■ Prompt
Copy the following rows back exactly as they appear, every line unchanged.

___ Given records ___

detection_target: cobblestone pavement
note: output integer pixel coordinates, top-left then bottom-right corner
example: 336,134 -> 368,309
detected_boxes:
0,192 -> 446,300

___

■ Finished exercise
detection_target: cobblestone pavement
note: output integer pixel coordinates, top-left then bottom-right corner
example: 336,134 -> 368,309
detected_boxes:
0,192 -> 446,300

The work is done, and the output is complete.